Gib sämtliche Zeilen von der Zeile mit „polo shirt, placing a dot on each.“ bis einschließlich zum Ende der Einträge erneut aus. Verändere dabei jede Zahl in den Koordinaten der Antworten um -87 und lass alles Übrige unverändert.

::: Bereitgestellte Einträge

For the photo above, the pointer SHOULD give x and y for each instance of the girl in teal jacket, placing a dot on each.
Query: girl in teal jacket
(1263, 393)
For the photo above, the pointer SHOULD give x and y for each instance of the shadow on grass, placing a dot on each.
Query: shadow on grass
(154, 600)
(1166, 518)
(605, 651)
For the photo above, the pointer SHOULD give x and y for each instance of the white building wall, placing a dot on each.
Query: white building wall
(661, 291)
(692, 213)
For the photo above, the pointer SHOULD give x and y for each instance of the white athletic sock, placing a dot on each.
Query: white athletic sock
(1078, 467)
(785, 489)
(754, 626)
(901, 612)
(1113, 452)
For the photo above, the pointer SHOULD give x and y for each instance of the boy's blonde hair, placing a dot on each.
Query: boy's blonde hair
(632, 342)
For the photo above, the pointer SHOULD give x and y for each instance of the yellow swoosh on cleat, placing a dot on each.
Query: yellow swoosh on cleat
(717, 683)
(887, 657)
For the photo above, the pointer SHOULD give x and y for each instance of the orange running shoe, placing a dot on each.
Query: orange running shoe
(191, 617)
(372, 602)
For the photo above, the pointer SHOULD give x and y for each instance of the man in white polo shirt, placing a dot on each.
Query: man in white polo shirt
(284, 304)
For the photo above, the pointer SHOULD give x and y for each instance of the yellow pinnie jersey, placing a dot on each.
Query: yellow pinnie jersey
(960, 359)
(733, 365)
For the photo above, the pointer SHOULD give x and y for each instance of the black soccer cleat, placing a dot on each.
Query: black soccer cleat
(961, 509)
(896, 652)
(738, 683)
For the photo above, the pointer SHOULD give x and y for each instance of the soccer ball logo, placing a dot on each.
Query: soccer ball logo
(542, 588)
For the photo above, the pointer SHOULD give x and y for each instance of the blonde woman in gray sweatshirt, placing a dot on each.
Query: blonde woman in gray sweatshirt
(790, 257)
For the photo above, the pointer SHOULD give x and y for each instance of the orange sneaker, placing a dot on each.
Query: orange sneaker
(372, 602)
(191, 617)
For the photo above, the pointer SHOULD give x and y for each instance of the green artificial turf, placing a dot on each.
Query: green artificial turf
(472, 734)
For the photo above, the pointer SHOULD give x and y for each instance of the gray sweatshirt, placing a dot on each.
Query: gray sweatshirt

::::::

- [Antwort]
For the photo above, the pointer SHOULD give x and y for each instance of the man in white polo shirt, placing a dot on each.
Query: man in white polo shirt
(197, 217)
For the photo above, the pointer SHOULD give x and y for each instance of the yellow pinnie jersey, placing a dot on each.
Query: yellow pinnie jersey
(873, 272)
(646, 278)
For the photo above, the pointer SHOULD give x and y for each instance of the black soccer cleat, placing a dot on each.
Query: black soccer cleat
(874, 422)
(809, 565)
(651, 596)
For the photo above, the pointer SHOULD give x and y for each instance of the soccer ball logo, placing a dot on each.
Query: soccer ball logo
(455, 501)
For the photo above, the pointer SHOULD give x and y for each instance of the blonde woman in gray sweatshirt, placing a dot on each.
Query: blonde woman in gray sweatshirt
(703, 170)
For the photo above, the pointer SHOULD give x and y for each instance of the orange sneaker, placing a dot on each.
Query: orange sneaker
(285, 515)
(104, 530)
For the photo above, the pointer SHOULD give x and y for each instance of the green artificial turf, placing a dot on each.
Query: green artificial turf
(385, 647)
For the photo above, the pointer SHOULD give x and y for each instance of the gray sweatshirt, placing a dot on each.
Query: gray sweatshirt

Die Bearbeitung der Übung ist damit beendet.